— Begin Record set —

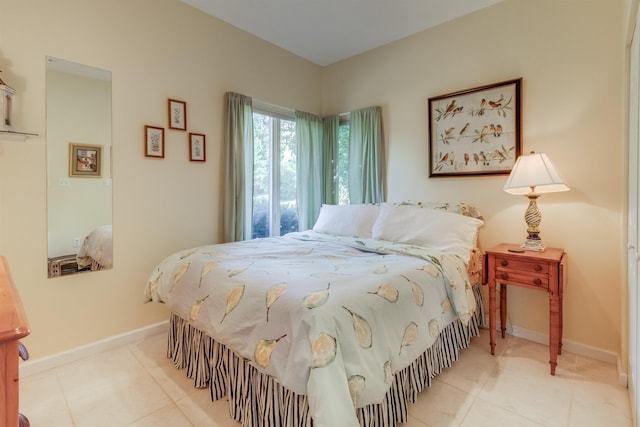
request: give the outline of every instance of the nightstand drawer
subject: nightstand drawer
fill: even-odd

— End Record set —
— Begin Record set —

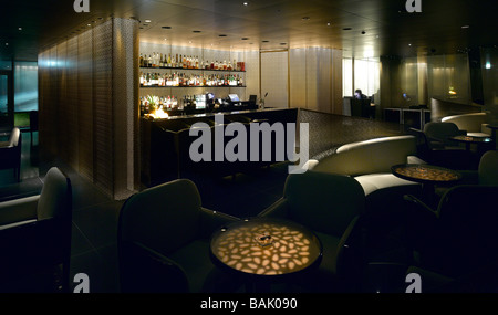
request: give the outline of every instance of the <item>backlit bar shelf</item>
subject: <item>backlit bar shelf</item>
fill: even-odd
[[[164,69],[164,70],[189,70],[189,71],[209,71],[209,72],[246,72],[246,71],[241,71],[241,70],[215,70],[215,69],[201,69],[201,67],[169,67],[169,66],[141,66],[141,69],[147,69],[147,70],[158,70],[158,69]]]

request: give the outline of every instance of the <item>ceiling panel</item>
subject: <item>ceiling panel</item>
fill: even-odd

— End Record set —

Stated task: Report every line in the data above that contains the string "subject". Case counts.

Correct output:
subject: nightstand drawer
subject: <item>backlit bar shelf</item>
subject: <item>ceiling panel</item>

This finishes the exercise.